SET OF TASKS -
[A] Answer these from the E-E-A-T overview:
(i) In which year's Quality Rater Guidelines did the framework first appear as E-A-T?
(ii) In what month and year did Google add the "E" for Experience?
(iii) What does the abbreviation YMYL stand for?
[B] From the E-E-A-T overview, write out the passage starting at "How to Implement" and ending at "pages, published work).", without changing anything.

EXCERPTED PASSAGE -
---+---

What Is E-E-A-T?
E-E-A-T stands for Experience, Expertise, Authoritativeness, and Trustworthiness. It is the framework Google uses in its Search Quality Rater Guidelines to evaluate the quality of web content — and by extension, to inform the training of its ranking algorithms. The four components assess not just what content says, but who created it, why they're credible, and whether the broader web corroborates that credibility.
The framework originated as E-A-T (without the first "E") in Google's 2014 Quality Rater Guidelines. In December 2022, Google added the first "E" for Experience — signaling that first-hand, lived experience with a subject is a distinct trust signal from academic or professional expertise. A gastroenterologist writing about digestive health demonstrates expertise; a patient writing about their decade of managing Crohn's disease demonstrates experience. Both matter, for different reasons.
Each dimension carries distinct weight. Experience is demonstrated through original observation, product use, or direct involvement. Expertise reflects formal or demonstrated knowledge — credentials, track record, or depth of subject coverage. Authoritativeness is external: how does the broader industry, media, and link graph regard this source? Trustworthiness encompasses accuracy, transparency, citation practices, and site security. Trust is the most foundational — a site can have expert authors but low trust if it has a history of errors or hides authorship.
Why E-E-A-T Matters for Marketers
Google's quality raters apply E-E-A-T criteria to manually assess pages — and those assessments feed into training the ranking algorithms. While E-E-a-T is not a direct algorithmic ranking factor (there's no E-E-A-T score Google computes), pages that satisfy quality raters on these dimensions consistently receive better algorithmic treatment over time.
E-E-A-T is especially critical for YMYL ("Your Money or Your Life") topics — content covering health, finance, legal advice, safety, or major life decisions. Google applies heightened scrutiny to these categories because low-quality information in them can cause genuine harm. A financial services brand or healthcare provider that hasn't invested in demonstrable expertise signals will consistently underperform compared to competitors that have.
The business consequence of weak E-E-A-T is algorithmic suppression. Sites caught in Google's Helpful Content system or Medic-style broad core updates often show the pattern: strong technical SEO, thin E-E-A-T signals. Recovering requires building real expertise signals, not technical fixes.
How to Implement E-E-A-T
- Author attribution: Every piece of content should have a named author with a bio. Bios should include credentials, experience, and links to external profiles (LinkedIn, academic pages, published work).
- About pages: Build detailed About, Team, and Mission pages. Google needs to understand who is behind the site and why they're qualified to publish on the topic.
- Original research and first-hand content: Publish data, case studies, and opinions based on direct experience. Original insights are harder to replicate and more likely to earn citations.
- Expert sourcing: Link to and cite primary sources. Reference credentialed experts by name. Content that demonstrates familiarity with the primary literature signals expertise.
- External credibility signals: Earn coverage in authoritative publications. Press mentions, awards, and links from recognized industry organizations all contribute to authoritativeness.

---+---

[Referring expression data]
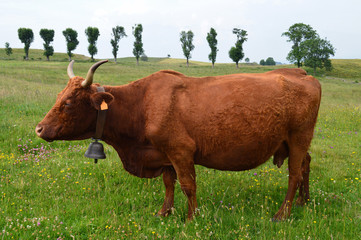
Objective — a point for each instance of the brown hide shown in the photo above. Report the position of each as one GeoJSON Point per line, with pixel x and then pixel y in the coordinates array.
{"type": "Point", "coordinates": [167, 122]}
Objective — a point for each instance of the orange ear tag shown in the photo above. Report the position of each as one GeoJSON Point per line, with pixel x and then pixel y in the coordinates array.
{"type": "Point", "coordinates": [103, 106]}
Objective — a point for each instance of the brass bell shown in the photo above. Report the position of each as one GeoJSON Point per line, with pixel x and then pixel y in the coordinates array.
{"type": "Point", "coordinates": [95, 150]}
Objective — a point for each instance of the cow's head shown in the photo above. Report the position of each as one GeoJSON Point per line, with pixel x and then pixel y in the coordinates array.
{"type": "Point", "coordinates": [73, 116]}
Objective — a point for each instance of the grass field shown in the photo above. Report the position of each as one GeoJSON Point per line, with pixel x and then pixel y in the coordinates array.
{"type": "Point", "coordinates": [50, 190]}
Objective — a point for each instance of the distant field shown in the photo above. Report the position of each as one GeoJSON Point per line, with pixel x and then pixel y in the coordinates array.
{"type": "Point", "coordinates": [50, 190]}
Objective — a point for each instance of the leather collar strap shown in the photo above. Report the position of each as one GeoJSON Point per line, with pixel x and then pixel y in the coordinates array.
{"type": "Point", "coordinates": [101, 119]}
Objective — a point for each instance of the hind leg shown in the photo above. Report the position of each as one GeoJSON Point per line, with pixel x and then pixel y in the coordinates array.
{"type": "Point", "coordinates": [298, 145]}
{"type": "Point", "coordinates": [304, 192]}
{"type": "Point", "coordinates": [169, 179]}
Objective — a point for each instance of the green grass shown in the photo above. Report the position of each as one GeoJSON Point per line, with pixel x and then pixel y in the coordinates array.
{"type": "Point", "coordinates": [50, 190]}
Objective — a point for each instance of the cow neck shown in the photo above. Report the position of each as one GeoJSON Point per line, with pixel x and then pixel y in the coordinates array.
{"type": "Point", "coordinates": [100, 119]}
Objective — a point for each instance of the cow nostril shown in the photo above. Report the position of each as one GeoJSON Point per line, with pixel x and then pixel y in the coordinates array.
{"type": "Point", "coordinates": [38, 130]}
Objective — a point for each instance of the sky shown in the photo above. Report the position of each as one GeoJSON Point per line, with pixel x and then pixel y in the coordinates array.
{"type": "Point", "coordinates": [163, 20]}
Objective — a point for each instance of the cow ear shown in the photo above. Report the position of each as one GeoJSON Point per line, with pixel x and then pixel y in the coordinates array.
{"type": "Point", "coordinates": [97, 99]}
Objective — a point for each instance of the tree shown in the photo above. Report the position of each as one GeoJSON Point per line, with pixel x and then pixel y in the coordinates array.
{"type": "Point", "coordinates": [138, 44]}
{"type": "Point", "coordinates": [117, 34]}
{"type": "Point", "coordinates": [270, 61]}
{"type": "Point", "coordinates": [92, 34]}
{"type": "Point", "coordinates": [212, 41]}
{"type": "Point", "coordinates": [297, 34]}
{"type": "Point", "coordinates": [236, 53]}
{"type": "Point", "coordinates": [317, 53]}
{"type": "Point", "coordinates": [71, 41]}
{"type": "Point", "coordinates": [48, 36]}
{"type": "Point", "coordinates": [8, 49]}
{"type": "Point", "coordinates": [26, 36]}
{"type": "Point", "coordinates": [186, 39]}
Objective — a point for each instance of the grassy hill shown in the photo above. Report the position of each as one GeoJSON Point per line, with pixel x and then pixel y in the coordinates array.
{"type": "Point", "coordinates": [50, 190]}
{"type": "Point", "coordinates": [38, 55]}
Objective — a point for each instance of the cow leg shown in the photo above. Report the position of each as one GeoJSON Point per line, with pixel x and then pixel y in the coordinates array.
{"type": "Point", "coordinates": [297, 150]}
{"type": "Point", "coordinates": [304, 193]}
{"type": "Point", "coordinates": [184, 166]}
{"type": "Point", "coordinates": [169, 179]}
{"type": "Point", "coordinates": [187, 180]}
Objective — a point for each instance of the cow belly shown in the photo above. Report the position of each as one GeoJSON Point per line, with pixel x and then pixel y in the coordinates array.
{"type": "Point", "coordinates": [144, 161]}
{"type": "Point", "coordinates": [237, 159]}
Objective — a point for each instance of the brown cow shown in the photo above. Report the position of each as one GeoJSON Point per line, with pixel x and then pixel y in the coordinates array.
{"type": "Point", "coordinates": [167, 122]}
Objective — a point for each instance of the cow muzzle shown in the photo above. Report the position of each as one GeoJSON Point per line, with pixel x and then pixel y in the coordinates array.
{"type": "Point", "coordinates": [38, 130]}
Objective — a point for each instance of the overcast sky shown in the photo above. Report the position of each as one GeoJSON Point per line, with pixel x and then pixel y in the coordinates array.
{"type": "Point", "coordinates": [163, 20]}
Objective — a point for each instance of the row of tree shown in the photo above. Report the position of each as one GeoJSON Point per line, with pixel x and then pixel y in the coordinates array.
{"type": "Point", "coordinates": [308, 48]}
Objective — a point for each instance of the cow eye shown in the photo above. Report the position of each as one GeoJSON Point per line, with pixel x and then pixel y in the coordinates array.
{"type": "Point", "coordinates": [67, 104]}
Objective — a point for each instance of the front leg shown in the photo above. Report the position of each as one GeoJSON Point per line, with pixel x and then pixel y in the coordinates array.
{"type": "Point", "coordinates": [169, 179]}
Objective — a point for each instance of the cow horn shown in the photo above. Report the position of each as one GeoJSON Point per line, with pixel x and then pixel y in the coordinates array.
{"type": "Point", "coordinates": [70, 69]}
{"type": "Point", "coordinates": [89, 77]}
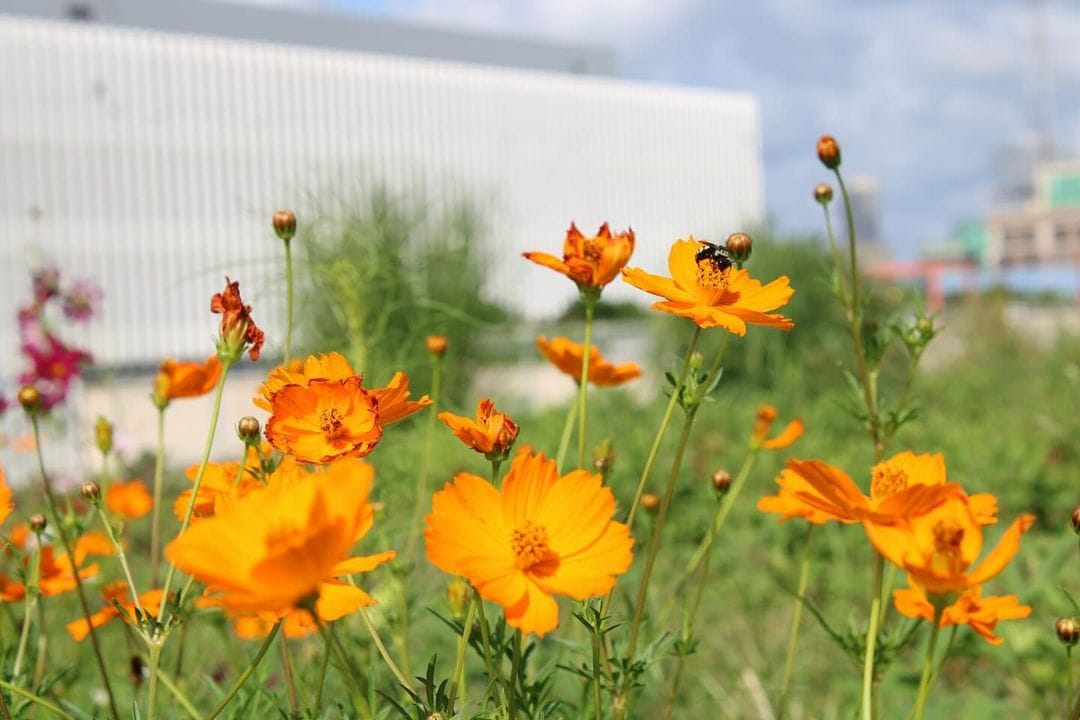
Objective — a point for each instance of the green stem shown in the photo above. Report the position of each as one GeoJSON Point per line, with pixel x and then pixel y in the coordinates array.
{"type": "Point", "coordinates": [226, 364]}
{"type": "Point", "coordinates": [590, 301]}
{"type": "Point", "coordinates": [247, 671]}
{"type": "Point", "coordinates": [159, 479]}
{"type": "Point", "coordinates": [69, 548]}
{"type": "Point", "coordinates": [872, 633]}
{"type": "Point", "coordinates": [793, 635]}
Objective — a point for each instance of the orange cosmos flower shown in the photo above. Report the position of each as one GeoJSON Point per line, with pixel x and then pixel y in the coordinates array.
{"type": "Point", "coordinates": [566, 355]}
{"type": "Point", "coordinates": [591, 262]}
{"type": "Point", "coordinates": [129, 500]}
{"type": "Point", "coordinates": [115, 593]}
{"type": "Point", "coordinates": [272, 549]}
{"type": "Point", "coordinates": [493, 433]}
{"type": "Point", "coordinates": [971, 608]}
{"type": "Point", "coordinates": [713, 294]}
{"type": "Point", "coordinates": [177, 379]}
{"type": "Point", "coordinates": [540, 535]}
{"type": "Point", "coordinates": [937, 547]}
{"type": "Point", "coordinates": [238, 331]}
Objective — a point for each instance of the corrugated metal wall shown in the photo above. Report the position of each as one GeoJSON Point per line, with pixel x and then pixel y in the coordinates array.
{"type": "Point", "coordinates": [152, 162]}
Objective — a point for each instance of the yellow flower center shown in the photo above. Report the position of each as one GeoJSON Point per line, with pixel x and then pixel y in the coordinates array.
{"type": "Point", "coordinates": [886, 480]}
{"type": "Point", "coordinates": [529, 543]}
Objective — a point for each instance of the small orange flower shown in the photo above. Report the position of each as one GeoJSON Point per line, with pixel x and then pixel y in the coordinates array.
{"type": "Point", "coordinates": [115, 593]}
{"type": "Point", "coordinates": [711, 294]}
{"type": "Point", "coordinates": [177, 379]}
{"type": "Point", "coordinates": [491, 434]}
{"type": "Point", "coordinates": [540, 535]}
{"type": "Point", "coordinates": [566, 355]}
{"type": "Point", "coordinates": [971, 608]}
{"type": "Point", "coordinates": [238, 331]}
{"type": "Point", "coordinates": [763, 425]}
{"type": "Point", "coordinates": [129, 500]}
{"type": "Point", "coordinates": [272, 549]}
{"type": "Point", "coordinates": [591, 262]}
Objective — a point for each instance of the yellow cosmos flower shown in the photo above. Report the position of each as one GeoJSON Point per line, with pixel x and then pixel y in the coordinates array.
{"type": "Point", "coordinates": [537, 537]}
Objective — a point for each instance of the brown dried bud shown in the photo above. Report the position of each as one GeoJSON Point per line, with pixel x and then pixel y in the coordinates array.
{"type": "Point", "coordinates": [284, 225]}
{"type": "Point", "coordinates": [739, 246]}
{"type": "Point", "coordinates": [91, 491]}
{"type": "Point", "coordinates": [436, 344]}
{"type": "Point", "coordinates": [248, 430]}
{"type": "Point", "coordinates": [1068, 630]}
{"type": "Point", "coordinates": [828, 151]}
{"type": "Point", "coordinates": [37, 522]}
{"type": "Point", "coordinates": [29, 397]}
{"type": "Point", "coordinates": [721, 480]}
{"type": "Point", "coordinates": [650, 502]}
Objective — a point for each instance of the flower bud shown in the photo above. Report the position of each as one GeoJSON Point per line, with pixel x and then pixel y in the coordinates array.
{"type": "Point", "coordinates": [650, 502]}
{"type": "Point", "coordinates": [91, 491]}
{"type": "Point", "coordinates": [103, 435]}
{"type": "Point", "coordinates": [436, 344]}
{"type": "Point", "coordinates": [739, 247]}
{"type": "Point", "coordinates": [284, 225]}
{"type": "Point", "coordinates": [828, 151]}
{"type": "Point", "coordinates": [721, 480]}
{"type": "Point", "coordinates": [29, 397]}
{"type": "Point", "coordinates": [1068, 630]}
{"type": "Point", "coordinates": [248, 430]}
{"type": "Point", "coordinates": [37, 522]}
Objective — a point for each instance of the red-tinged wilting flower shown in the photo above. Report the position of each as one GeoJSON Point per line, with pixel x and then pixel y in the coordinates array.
{"type": "Point", "coordinates": [713, 293]}
{"type": "Point", "coordinates": [970, 608]}
{"type": "Point", "coordinates": [238, 331]}
{"type": "Point", "coordinates": [491, 433]}
{"type": "Point", "coordinates": [763, 425]}
{"type": "Point", "coordinates": [591, 262]}
{"type": "Point", "coordinates": [176, 379]}
{"type": "Point", "coordinates": [537, 537]}
{"type": "Point", "coordinates": [566, 355]}
{"type": "Point", "coordinates": [129, 500]}
{"type": "Point", "coordinates": [902, 486]}
{"type": "Point", "coordinates": [271, 551]}
{"type": "Point", "coordinates": [116, 593]}
{"type": "Point", "coordinates": [936, 548]}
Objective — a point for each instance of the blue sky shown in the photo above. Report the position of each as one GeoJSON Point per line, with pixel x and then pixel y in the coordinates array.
{"type": "Point", "coordinates": [921, 93]}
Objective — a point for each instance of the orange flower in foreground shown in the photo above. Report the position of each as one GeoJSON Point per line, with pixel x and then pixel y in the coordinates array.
{"type": "Point", "coordinates": [566, 355]}
{"type": "Point", "coordinates": [129, 500]}
{"type": "Point", "coordinates": [272, 549]}
{"type": "Point", "coordinates": [937, 547]}
{"type": "Point", "coordinates": [971, 608]}
{"type": "Point", "coordinates": [116, 592]}
{"type": "Point", "coordinates": [493, 433]}
{"type": "Point", "coordinates": [177, 379]}
{"type": "Point", "coordinates": [712, 294]}
{"type": "Point", "coordinates": [540, 535]}
{"type": "Point", "coordinates": [591, 262]}
{"type": "Point", "coordinates": [238, 331]}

---+---

YOUR RESPONSES -
[A]
(i) 2014
(ii) December 2022
(iii) Your Money or Your Life

[B]
How to Implement E-E-A-T
- Author attribution: Every piece of content should have a named author with a bio. Bios should include credentials, experience, and links to external profiles (LinkedIn, academic pages, published work).